**READING PASSAGE:**
==========
A couple of years ago, I saw a similar problem with a dataset on Redshift. And while not as dramatic as the thirty year old example, it still increased query runtime. Not just for that query, but for everything else that ran on the machine. This post looks at that issue, its underlying causes, ways to diagnose similar problems, and how to work around the issue.

Decision Support versus Online Transaction Processing

Most relational (and NoSQL) databases are optimized for online transaction processing (OLTP), in which the application changes only a few rows at a time. For example, when a bank customer moves money between their accounts, the banking core application will add rows to a transaction table and probably update rows in an account summary table. That customer might then look at their per-account transaction history, which shows a dozen or so transactions since their last statement.

Even though thousands of customers might be doing the same thing every day, collectively they only “touch” a small percentage of the rows in the database. Moreover, such queries typically retrieve all columns from the tables they access: customers want to see the payee or check number, along with date and amount.
==========
**ENTRIES SUPPLIED:**
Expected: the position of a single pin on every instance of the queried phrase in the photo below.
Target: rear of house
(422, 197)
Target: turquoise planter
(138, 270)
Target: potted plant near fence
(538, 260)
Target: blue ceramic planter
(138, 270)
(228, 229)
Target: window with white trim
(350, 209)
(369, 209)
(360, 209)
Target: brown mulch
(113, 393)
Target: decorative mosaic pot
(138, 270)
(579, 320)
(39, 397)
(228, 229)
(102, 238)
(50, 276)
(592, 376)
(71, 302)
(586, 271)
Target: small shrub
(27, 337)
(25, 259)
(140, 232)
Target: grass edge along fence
==========
**TASK REQUIREMENTS:**
According to the passage about Redshift and transaction processing, what are most relational databases optimized for? The material above has no connection to the passage about Redshift and transaction processing.

**RESPONSE BELOW:**
Online transaction processing (OLTP), in which the application changes only a few rows at a time.